%%
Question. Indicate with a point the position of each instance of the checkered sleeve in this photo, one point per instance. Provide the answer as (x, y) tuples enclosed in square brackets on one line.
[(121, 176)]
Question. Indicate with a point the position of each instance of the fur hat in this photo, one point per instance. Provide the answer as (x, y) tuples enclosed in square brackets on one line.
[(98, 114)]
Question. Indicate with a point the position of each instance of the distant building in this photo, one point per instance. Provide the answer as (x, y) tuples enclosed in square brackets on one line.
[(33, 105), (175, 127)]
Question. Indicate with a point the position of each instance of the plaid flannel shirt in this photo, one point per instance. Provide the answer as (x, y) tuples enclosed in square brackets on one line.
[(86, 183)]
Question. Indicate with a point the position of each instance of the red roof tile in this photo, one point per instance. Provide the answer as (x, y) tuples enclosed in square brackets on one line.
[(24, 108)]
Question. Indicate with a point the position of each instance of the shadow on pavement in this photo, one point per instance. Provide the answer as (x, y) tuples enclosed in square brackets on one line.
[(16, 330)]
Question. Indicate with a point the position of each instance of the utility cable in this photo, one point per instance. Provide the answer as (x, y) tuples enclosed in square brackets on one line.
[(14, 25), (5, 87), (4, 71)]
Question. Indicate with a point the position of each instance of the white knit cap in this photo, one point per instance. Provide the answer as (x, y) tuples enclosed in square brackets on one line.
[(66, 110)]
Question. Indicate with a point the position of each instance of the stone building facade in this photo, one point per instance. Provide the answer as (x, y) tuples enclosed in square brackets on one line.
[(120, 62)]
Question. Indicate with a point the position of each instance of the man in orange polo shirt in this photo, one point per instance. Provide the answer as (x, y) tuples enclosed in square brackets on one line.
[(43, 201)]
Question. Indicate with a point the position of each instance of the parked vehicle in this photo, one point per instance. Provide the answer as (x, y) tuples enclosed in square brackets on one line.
%%
Aim of the task: Would you repeat each of the lines above exactly?

Exercise result:
Question. Indicate with a point the position of each instance of the checkered sleeve in this photo, one point per instance. Provide the answer as (x, y) tuples enclosed in square brackets on one line.
[(121, 176)]
Question. Indicate with a point the position of each instance of the fur hat in this photo, one point per instance. Provide the answer as (x, y) tuples enclosed in square brackets on one line.
[(98, 114)]
Question. Indicate with a point the position of each instance of the distant building in this photo, one point per instance. Provide the answer as (x, y) tuples enclosed in square brackets on one line.
[(33, 105), (175, 127)]
Question. Indicate with a point the position of each instance of the plaid flannel shirt in this photo, one point per instance. Provide the answer as (x, y) tuples enclosed in square brackets on one line.
[(86, 183)]
Question. Indicate with a point the position of each instance of the red roof tile in this photo, one point per instance. Provide the answer as (x, y) tuples enclosed in square brackets on one line.
[(24, 108)]
Question. Indicate with a point the position of each instance of the shadow on pavement in this photo, one point per instance. Provide the answer as (x, y) tuples enclosed in square brackets on one line.
[(16, 330)]
Question. Indicate with a point the position of each instance of the utility cable in this photo, one point per instance. Provide the answer as (x, y) tuples enclosed in square brackets on one line.
[(14, 25), (5, 87), (4, 71)]
Question. Indicate with a point the position of each instance of the white knit cap in this photo, one point per instance. Provide the answer as (x, y) tuples enclosed in square brackets on one line.
[(66, 110)]
Question. Indicate with a point the position of each instance of the stone building facade in this photo, one point per instance. Provide the answer as (x, y) tuples enclosed in square brackets on one line.
[(120, 62)]
Question. Indicate with a point the position of each instance of the man in orange polo shirt in this photo, one point per instance. Provide the answer as (x, y) tuples enclosed in square brackets on one line.
[(43, 201)]
Question. Indicate with a point the position of each instance of the parked vehicle in this photo, one point per instance. Provide the answer as (x, y) tuples enclosed in square brackets on one line.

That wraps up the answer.